* **Testo**
□ □ □
Grazie Chicco. Non c’è altro da aggiungere se non quello di alzarsi in piedi tutti insieme simbolicamente e applaudirti per quanto ci hai regalato, un Masters che difficilmente dimenticheremo.
Grazie per averci fatto sognare di sfiorare quella mitica Giacca Verde. Grazie per averci emozionato a tal punto da spingere con il cuore ogni tuo singolo colpo, con la speranza che finisse sempre nel punto giusto del fairway o in centro alla buca. Grazie per aver fatto conoscere dal vivo agli americani, e sul loro campo più celebre, di che straordinaria pasta sei fatto.
Ci hai regalato la possibilità di vivere un sogno infinito, lungo 65 buche, quelle che hai condotto con la regolarità e la precisione che ti hanno reso celebre nel mondo. Ci hai fatto saltare sul divano, soffrire ed esultare come una finale di Coppa del Mondo, hai tenuto testa a tutti: ai più forti, a bombardieri e giovani rampanti, alle insidie dell’Augusta National e al tifo di casa, e tutto senza battere ciglio, continuando a macinare il tuo gioco come solo tu sai fare, Laser Frankie.
□ □ □
* **Materiale fornito**
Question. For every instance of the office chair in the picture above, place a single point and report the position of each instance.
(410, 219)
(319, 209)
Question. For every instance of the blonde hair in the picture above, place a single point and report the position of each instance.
□ □ □
* **Consegne**
a: Secondo il testo, quante buche è durato il sogno regalato da Chicco?
b: Trascrivi dal testo il passo che comincia con "Grazie Chicco. Non" e termina con "pasta sei fatto.".
c: Riassumi il testo in due frasi.

* **Soluzioni degli esercizi**
a: 65 buche.

b:
Grazie Chicco. Non c’è altro da aggiungere se non quello di alzarsi in piedi tutti insieme simbolicamente e applaudirti per quanto ci hai regalato, un Masters che difficilmente dimenticheremo.
Grazie per averci fatto sognare di sfiorare quella mitica Giacca Verde. Grazie per averci emozionato a tal punto da spingere con il cuore ogni tuo singolo colpo, con la speranza che finisse sempre nel punto giusto del fairway o in centro alla buca. Grazie per aver fatto conoscere dal vivo agli americani, e sul loro campo più celebre, di che straordinaria pasta sei fatto.

c: Il testo ringrazia Chicco, detto Laser Frankie, per un Masters indimenticabile, in cui ha fatto sognare di sfiorare la Giacca Verde e ha mostrato agli americani, sul loro campo più celebre, di che straordinaria pasta è fatto. Per 65 buche ha giocato con regolarità e precisione, tenendo testa ai più forti, alle insidie dell'Augusta National e al tifo di casa senza battere ciglio.